SOURCE DATA:
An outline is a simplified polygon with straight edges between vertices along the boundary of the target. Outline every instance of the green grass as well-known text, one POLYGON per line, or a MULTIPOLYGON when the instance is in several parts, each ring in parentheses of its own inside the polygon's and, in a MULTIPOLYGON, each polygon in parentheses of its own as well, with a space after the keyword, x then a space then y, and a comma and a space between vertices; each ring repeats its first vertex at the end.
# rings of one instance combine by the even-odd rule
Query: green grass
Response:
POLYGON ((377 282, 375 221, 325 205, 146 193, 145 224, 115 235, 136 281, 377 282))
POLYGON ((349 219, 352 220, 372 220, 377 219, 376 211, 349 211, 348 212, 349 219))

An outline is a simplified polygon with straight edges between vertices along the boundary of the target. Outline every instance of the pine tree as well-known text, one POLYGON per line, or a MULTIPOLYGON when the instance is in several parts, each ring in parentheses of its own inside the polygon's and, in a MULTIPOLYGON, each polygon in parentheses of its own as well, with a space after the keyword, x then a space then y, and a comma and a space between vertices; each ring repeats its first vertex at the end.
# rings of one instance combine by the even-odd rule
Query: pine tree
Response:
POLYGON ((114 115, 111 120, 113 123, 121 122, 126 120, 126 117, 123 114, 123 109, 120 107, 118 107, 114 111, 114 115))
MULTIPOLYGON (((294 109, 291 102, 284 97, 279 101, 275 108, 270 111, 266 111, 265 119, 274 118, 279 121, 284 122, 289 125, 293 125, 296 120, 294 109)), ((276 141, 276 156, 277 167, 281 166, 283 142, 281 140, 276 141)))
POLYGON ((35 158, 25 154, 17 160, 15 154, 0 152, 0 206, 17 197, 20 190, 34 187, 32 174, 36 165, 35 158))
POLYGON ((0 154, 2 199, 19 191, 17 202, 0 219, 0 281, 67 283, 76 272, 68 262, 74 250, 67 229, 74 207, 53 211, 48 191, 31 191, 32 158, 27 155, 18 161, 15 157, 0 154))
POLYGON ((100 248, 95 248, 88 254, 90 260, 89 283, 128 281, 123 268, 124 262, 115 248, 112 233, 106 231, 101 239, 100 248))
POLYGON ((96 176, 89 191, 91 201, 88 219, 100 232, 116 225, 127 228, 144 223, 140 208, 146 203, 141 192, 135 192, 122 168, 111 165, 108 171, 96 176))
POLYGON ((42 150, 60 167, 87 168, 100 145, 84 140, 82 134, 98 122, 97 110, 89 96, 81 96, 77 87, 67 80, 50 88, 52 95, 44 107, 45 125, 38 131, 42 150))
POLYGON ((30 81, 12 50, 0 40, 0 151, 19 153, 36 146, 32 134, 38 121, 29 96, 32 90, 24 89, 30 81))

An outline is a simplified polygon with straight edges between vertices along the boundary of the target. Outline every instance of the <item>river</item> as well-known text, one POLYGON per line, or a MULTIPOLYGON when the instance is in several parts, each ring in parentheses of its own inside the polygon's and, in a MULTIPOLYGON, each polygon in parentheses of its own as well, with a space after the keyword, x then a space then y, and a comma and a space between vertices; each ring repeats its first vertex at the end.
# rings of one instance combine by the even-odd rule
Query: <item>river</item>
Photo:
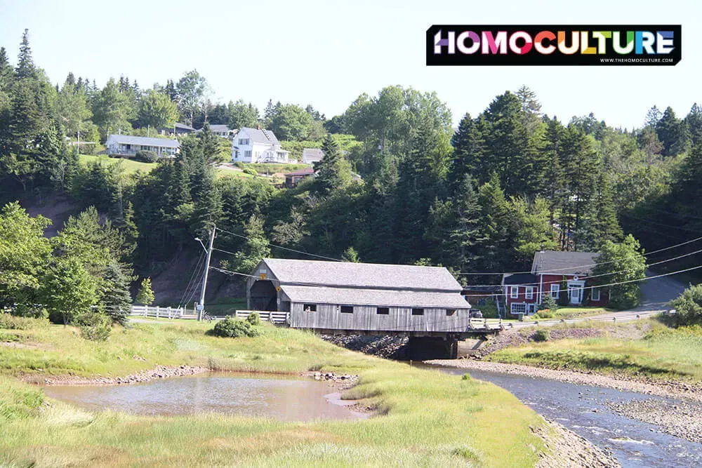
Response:
POLYGON ((419 366, 457 375, 470 373, 474 378, 491 382, 537 413, 611 451, 625 468, 702 466, 702 444, 663 434, 656 424, 620 416, 606 404, 656 398, 673 405, 675 400, 523 375, 419 366))
POLYGON ((218 413, 285 421, 366 417, 347 408, 349 402, 340 401, 328 383, 261 374, 213 373, 129 385, 51 385, 44 390, 51 398, 93 411, 168 415, 218 413))

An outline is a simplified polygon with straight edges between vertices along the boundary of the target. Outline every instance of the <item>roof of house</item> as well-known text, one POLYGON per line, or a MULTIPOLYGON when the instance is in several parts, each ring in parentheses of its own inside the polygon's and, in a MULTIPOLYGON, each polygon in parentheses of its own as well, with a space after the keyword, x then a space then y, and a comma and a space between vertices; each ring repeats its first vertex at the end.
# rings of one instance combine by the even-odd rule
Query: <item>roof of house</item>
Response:
POLYGON ((210 126, 210 131, 211 132, 229 132, 229 131, 231 131, 230 130, 230 128, 229 128, 228 125, 223 125, 223 124, 216 123, 215 125, 211 125, 210 126))
POLYGON ((180 146, 180 143, 177 140, 171 140, 170 138, 152 138, 133 135, 110 135, 107 140, 110 139, 114 140, 117 143, 126 145, 159 146, 163 148, 178 148, 180 146))
POLYGON ((502 279, 503 284, 517 285, 517 284, 538 284, 539 278, 531 273, 517 273, 515 274, 505 274, 502 279))
POLYGON ((298 169, 297 171, 293 171, 293 172, 288 173, 285 175, 286 177, 289 175, 311 175, 314 173, 314 170, 312 168, 305 168, 304 169, 298 169))
POLYGON ((531 272, 534 274, 590 274, 597 252, 558 252, 546 250, 534 255, 531 272))
POLYGON ((324 153, 319 148, 303 149, 303 162, 305 164, 322 161, 323 157, 324 157, 324 153))
POLYGON ((280 145, 280 142, 275 137, 275 135, 270 130, 263 130, 261 128, 249 128, 249 127, 241 127, 239 133, 246 132, 251 138, 254 143, 264 143, 267 145, 280 145))
POLYGON ((284 258, 265 258, 262 262, 281 284, 461 292, 461 285, 443 267, 284 258))

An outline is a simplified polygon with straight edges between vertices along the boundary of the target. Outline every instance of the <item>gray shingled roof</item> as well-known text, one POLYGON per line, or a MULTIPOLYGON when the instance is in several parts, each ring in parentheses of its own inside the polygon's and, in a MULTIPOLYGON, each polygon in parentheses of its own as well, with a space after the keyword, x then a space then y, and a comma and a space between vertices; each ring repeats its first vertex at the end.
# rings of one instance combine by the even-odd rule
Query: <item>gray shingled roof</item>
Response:
POLYGON ((266 258, 263 260, 281 284, 339 288, 460 293, 461 285, 446 268, 266 258))
POLYGON ((432 293, 387 289, 281 286, 295 302, 406 307, 468 309, 470 305, 458 293, 432 293))
POLYGON ((592 265, 599 255, 597 252, 537 252, 534 256, 531 272, 537 274, 590 274, 592 265))
POLYGON ((246 131, 251 137, 254 143, 265 143, 268 145, 280 145, 280 142, 275 138, 270 130, 260 130, 258 128, 249 128, 249 127, 241 127, 239 132, 246 131))
POLYGON ((147 146, 160 146, 163 148, 178 148, 180 146, 180 143, 178 142, 177 140, 171 140, 169 138, 151 138, 131 135, 110 135, 109 138, 112 138, 112 137, 115 138, 118 143, 126 145, 145 145, 147 146))
POLYGON ((215 124, 210 126, 211 132, 228 132, 230 131, 228 125, 215 124))

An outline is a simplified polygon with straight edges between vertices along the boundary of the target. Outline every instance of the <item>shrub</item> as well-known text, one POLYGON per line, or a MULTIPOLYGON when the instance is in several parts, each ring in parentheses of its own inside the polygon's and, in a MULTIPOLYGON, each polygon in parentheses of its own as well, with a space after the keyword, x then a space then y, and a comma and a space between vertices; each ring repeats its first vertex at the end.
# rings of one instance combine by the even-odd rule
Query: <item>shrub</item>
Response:
POLYGON ((691 286, 670 301, 670 306, 676 312, 669 317, 675 326, 702 325, 702 284, 691 286))
POLYGON ((159 155, 148 149, 141 149, 136 152, 136 154, 134 155, 134 159, 140 161, 143 163, 155 163, 159 160, 159 155))
POLYGON ((548 330, 537 330, 536 333, 534 334, 534 340, 539 343, 548 341, 550 337, 551 334, 548 333, 548 330))
POLYGON ((20 317, 9 314, 0 314, 0 328, 8 330, 29 330, 44 328, 48 323, 41 319, 20 317))
POLYGON ((246 317, 246 321, 253 326, 261 324, 261 316, 258 314, 258 312, 251 312, 246 317))
POLYGON ((556 300, 552 297, 550 294, 543 296, 541 304, 538 306, 538 313, 541 314, 543 310, 551 310, 553 312, 558 310, 558 305, 556 304, 556 300))
POLYGON ((556 316, 556 313, 550 309, 543 309, 534 314, 534 319, 552 319, 556 316))
POLYGON ((251 326, 248 321, 239 320, 234 317, 227 317, 215 325, 209 334, 230 338, 238 338, 242 336, 258 336, 260 333, 251 326))
POLYGON ((74 323, 81 330, 81 336, 91 341, 107 341, 112 330, 112 321, 105 314, 88 312, 78 316, 74 323))

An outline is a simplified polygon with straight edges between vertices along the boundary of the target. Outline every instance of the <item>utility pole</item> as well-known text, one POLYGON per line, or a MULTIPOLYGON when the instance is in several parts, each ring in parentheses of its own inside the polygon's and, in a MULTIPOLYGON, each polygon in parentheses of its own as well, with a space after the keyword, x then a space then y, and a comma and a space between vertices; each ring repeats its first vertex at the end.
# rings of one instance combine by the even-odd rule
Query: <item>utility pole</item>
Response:
MULTIPOLYGON (((210 246, 209 248, 207 248, 206 251, 207 252, 207 261, 205 262, 205 274, 202 276, 202 290, 200 293, 200 303, 197 308, 197 320, 199 321, 202 321, 202 313, 205 309, 205 288, 207 287, 207 274, 210 272, 210 258, 212 257, 212 246, 215 243, 215 232, 217 230, 214 225, 212 225, 212 232, 210 233, 210 246)), ((197 239, 200 241, 199 239, 197 239)), ((202 243, 200 241, 200 243, 202 243)), ((202 246, 204 248, 204 246, 202 246)))

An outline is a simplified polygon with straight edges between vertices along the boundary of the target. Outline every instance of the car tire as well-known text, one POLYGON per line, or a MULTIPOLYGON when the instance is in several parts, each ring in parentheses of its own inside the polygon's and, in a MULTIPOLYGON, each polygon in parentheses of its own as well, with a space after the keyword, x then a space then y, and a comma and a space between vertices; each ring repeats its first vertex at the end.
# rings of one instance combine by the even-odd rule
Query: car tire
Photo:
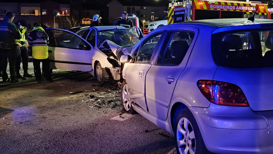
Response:
POLYGON ((105 83, 105 81, 103 78, 103 73, 102 72, 102 65, 99 62, 98 62, 96 65, 96 77, 97 78, 97 80, 98 83, 100 85, 103 85, 105 83))
POLYGON ((130 95, 128 85, 125 80, 123 81, 120 88, 120 96, 121 99, 121 106, 122 109, 126 112, 133 113, 134 110, 132 106, 132 101, 130 98, 124 98, 125 96, 130 95))
POLYGON ((157 28, 159 28, 160 27, 162 27, 162 26, 164 26, 163 25, 158 25, 158 26, 157 26, 157 28))
POLYGON ((208 153, 197 123, 189 109, 181 110, 174 118, 176 118, 174 133, 177 153, 208 153))

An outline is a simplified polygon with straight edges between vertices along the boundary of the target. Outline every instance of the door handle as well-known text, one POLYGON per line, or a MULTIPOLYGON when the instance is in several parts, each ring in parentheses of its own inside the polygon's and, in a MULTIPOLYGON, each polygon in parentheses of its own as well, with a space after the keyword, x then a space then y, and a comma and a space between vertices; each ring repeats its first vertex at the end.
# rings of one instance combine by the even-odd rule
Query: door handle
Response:
POLYGON ((169 84, 171 84, 171 82, 175 82, 175 79, 173 78, 172 76, 171 75, 169 75, 169 76, 166 78, 165 80, 169 84))
POLYGON ((166 78, 166 81, 170 81, 170 82, 174 82, 175 81, 175 79, 174 78, 166 78))
POLYGON ((144 73, 143 72, 140 72, 138 73, 138 74, 139 74, 140 75, 143 76, 144 75, 144 73))

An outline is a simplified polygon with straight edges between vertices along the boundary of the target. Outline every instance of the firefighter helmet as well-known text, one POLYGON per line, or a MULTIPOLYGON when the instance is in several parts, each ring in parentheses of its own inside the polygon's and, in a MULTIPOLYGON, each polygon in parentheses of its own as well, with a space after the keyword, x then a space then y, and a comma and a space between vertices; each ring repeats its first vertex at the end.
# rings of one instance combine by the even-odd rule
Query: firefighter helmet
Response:
POLYGON ((93 16, 93 21, 95 21, 98 19, 101 19, 102 17, 98 14, 95 14, 93 16))

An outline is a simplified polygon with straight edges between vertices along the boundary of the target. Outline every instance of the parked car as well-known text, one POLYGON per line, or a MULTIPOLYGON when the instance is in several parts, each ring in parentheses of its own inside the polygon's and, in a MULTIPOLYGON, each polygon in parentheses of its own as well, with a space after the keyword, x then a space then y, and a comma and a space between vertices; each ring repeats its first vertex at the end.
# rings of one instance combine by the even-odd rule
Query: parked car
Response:
POLYGON ((273 151, 273 22, 193 21, 122 55, 124 110, 174 135, 178 153, 273 151))
POLYGON ((140 40, 134 30, 121 26, 89 27, 82 37, 68 30, 49 29, 54 34, 49 38, 50 68, 88 71, 101 84, 109 80, 110 72, 105 68, 119 67, 116 55, 124 54, 123 48, 132 47, 140 40))
POLYGON ((168 16, 167 16, 161 20, 153 21, 144 25, 144 27, 149 32, 163 26, 168 24, 168 16))

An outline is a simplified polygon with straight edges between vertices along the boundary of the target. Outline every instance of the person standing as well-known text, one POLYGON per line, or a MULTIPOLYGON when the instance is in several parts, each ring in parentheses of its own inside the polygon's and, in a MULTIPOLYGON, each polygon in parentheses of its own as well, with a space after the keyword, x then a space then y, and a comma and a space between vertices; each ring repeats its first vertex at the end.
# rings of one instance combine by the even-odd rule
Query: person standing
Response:
POLYGON ((27 41, 29 45, 32 46, 34 75, 36 81, 40 82, 42 74, 40 63, 41 62, 42 67, 44 68, 47 82, 51 82, 53 80, 50 73, 47 49, 49 40, 48 36, 43 29, 41 27, 40 24, 35 23, 33 26, 34 28, 29 33, 27 41))
POLYGON ((17 45, 15 40, 19 39, 21 36, 17 26, 12 22, 15 16, 12 12, 7 12, 6 18, 0 22, 0 62, 3 82, 10 81, 11 83, 15 83, 19 81, 16 78, 15 72, 15 49, 17 45), (7 73, 8 59, 10 79, 7 73))
POLYGON ((26 26, 27 25, 26 21, 24 19, 21 20, 15 23, 19 29, 19 32, 21 35, 20 40, 16 40, 17 43, 19 43, 22 47, 17 47, 16 48, 16 53, 18 54, 15 62, 15 71, 16 72, 17 79, 23 79, 25 77, 32 78, 32 75, 27 72, 28 69, 29 55, 27 52, 28 46, 27 41, 26 39, 27 38, 27 31, 26 26), (20 65, 22 61, 23 69, 24 70, 24 75, 22 76, 20 74, 20 65))
POLYGON ((102 19, 99 15, 95 14, 93 16, 93 22, 90 27, 94 27, 95 26, 102 26, 101 23, 101 19, 102 19))
POLYGON ((133 22, 127 17, 128 13, 124 11, 121 14, 121 19, 118 21, 117 26, 120 26, 128 28, 131 28, 133 27, 133 22))

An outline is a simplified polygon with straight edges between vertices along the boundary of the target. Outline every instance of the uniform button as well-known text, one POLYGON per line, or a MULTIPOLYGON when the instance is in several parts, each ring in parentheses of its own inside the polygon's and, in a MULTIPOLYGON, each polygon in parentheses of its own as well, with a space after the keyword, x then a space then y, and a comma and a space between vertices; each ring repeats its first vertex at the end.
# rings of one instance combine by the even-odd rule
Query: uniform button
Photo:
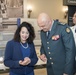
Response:
POLYGON ((52 58, 50 57, 50 59, 52 59, 52 58))
POLYGON ((50 49, 50 48, 48 47, 48 49, 50 49))
POLYGON ((47 44, 49 44, 49 42, 47 42, 47 44))
POLYGON ((51 62, 51 64, 54 64, 53 62, 51 62))
POLYGON ((49 54, 50 54, 50 52, 49 52, 49 54))

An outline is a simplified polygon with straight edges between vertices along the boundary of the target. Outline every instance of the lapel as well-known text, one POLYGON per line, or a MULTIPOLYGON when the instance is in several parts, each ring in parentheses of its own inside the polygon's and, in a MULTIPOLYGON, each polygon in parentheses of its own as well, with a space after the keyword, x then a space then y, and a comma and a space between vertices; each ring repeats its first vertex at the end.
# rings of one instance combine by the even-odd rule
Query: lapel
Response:
POLYGON ((57 28, 56 26, 57 26, 57 22, 54 21, 48 40, 49 40, 49 39, 54 35, 54 33, 56 32, 56 28, 57 28))

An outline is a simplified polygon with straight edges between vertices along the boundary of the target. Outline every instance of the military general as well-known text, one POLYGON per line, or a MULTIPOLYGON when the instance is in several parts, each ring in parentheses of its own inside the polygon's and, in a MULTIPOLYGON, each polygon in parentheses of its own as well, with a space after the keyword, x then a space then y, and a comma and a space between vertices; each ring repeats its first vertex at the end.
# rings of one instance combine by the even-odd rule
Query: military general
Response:
POLYGON ((75 42, 67 24, 52 20, 46 13, 37 19, 40 27, 40 59, 47 62, 47 75, 73 75, 75 42))

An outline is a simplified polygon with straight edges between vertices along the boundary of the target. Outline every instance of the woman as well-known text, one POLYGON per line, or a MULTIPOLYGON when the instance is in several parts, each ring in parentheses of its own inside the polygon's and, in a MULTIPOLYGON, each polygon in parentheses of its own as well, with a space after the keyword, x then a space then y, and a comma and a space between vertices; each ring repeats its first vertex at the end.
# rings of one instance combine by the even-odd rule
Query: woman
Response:
POLYGON ((13 40, 7 42, 4 64, 10 68, 10 75, 34 75, 34 65, 38 60, 34 38, 32 25, 23 22, 17 28, 13 40))

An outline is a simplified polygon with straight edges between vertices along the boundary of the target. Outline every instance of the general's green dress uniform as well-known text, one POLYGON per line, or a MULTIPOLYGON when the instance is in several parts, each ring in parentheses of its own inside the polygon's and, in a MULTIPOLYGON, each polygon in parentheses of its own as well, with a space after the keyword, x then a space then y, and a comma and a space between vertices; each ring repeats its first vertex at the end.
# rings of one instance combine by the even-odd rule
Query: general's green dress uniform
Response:
POLYGON ((50 36, 41 31, 41 54, 47 57, 48 75, 73 75, 75 42, 68 25, 54 21, 50 36))

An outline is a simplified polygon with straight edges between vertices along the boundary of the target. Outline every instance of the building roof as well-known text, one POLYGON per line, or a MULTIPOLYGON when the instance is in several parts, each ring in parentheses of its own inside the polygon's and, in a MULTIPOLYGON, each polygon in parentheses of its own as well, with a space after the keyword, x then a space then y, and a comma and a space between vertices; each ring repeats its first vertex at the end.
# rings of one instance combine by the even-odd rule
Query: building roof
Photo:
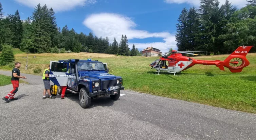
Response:
POLYGON ((160 52, 161 50, 159 50, 159 49, 156 49, 156 48, 153 48, 152 47, 147 47, 147 48, 146 48, 146 49, 144 49, 142 50, 142 51, 145 51, 148 50, 153 50, 155 51, 158 51, 158 52, 160 52, 160 53, 161 52, 160 52))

INSTRUCTIONS TO FOLLOW: Render everything from the start of the listing down to and including the line that contains "POLYGON ((349 219, 352" as a numbered list, leaving out any blank lines.

WRITTEN RESPONSE:
1. An outline is a simplified polygon with straight edges between vertices along the boundary of the target. Outline every instance of the green grass as well-known text, one POLYGON per line, or a MULTIPOLYGON when the instance is in several parts, each ring in parentheses of its own inside the polygon's and, in a MULTIPOLYGON, each polygon in parentheses of its own as well, with a space after the keyword, x then a space then y, and a comma and a space between vertices; each ring repeats its first vertex at the end.
2. # rings of one instance combine by the even-odd rule
3. Query: green grass
4. Response:
5. POLYGON ((377 282, 375 221, 325 205, 146 193, 145 224, 115 235, 136 281, 377 282))
6. POLYGON ((349 219, 352 220, 372 220, 377 219, 376 211, 349 211, 348 212, 349 219))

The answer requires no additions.